- REQUIRED WORK: In the records below, count the lines that have "each" and answer with the number alone.

- DATA SECTION:
================

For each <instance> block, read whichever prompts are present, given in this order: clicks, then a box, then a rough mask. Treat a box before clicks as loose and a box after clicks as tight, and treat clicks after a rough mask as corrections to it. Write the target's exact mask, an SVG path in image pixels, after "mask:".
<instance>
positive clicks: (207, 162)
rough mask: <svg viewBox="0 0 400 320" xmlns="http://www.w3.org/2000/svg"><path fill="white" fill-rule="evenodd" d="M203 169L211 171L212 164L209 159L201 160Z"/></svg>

================

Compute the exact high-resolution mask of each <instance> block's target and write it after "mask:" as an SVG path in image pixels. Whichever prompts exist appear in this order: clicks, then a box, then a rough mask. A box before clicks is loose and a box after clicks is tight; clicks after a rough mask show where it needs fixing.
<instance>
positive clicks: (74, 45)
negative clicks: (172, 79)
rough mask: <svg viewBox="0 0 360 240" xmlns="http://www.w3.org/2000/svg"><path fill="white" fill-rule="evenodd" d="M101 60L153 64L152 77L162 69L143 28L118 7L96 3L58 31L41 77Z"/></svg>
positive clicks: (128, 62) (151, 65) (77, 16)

================

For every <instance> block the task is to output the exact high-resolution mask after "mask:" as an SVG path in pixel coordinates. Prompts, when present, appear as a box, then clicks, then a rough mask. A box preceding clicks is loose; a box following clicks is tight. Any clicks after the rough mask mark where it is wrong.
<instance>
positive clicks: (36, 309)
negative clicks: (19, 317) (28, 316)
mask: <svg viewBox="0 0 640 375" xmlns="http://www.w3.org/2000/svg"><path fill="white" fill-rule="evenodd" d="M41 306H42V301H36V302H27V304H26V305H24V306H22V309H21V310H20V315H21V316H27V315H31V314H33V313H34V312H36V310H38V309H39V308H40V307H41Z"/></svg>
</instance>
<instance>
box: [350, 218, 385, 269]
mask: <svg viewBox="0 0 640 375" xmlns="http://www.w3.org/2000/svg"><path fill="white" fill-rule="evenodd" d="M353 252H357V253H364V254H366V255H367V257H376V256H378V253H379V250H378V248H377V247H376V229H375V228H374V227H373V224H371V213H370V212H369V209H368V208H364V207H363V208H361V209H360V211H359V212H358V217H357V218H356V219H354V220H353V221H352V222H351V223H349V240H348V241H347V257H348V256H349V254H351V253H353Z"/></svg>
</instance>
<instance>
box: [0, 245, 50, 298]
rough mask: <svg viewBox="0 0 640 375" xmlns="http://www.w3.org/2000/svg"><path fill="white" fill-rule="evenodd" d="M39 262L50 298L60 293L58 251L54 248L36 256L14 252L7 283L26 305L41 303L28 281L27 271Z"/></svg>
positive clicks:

================

- FINISHED EXERCISE: 2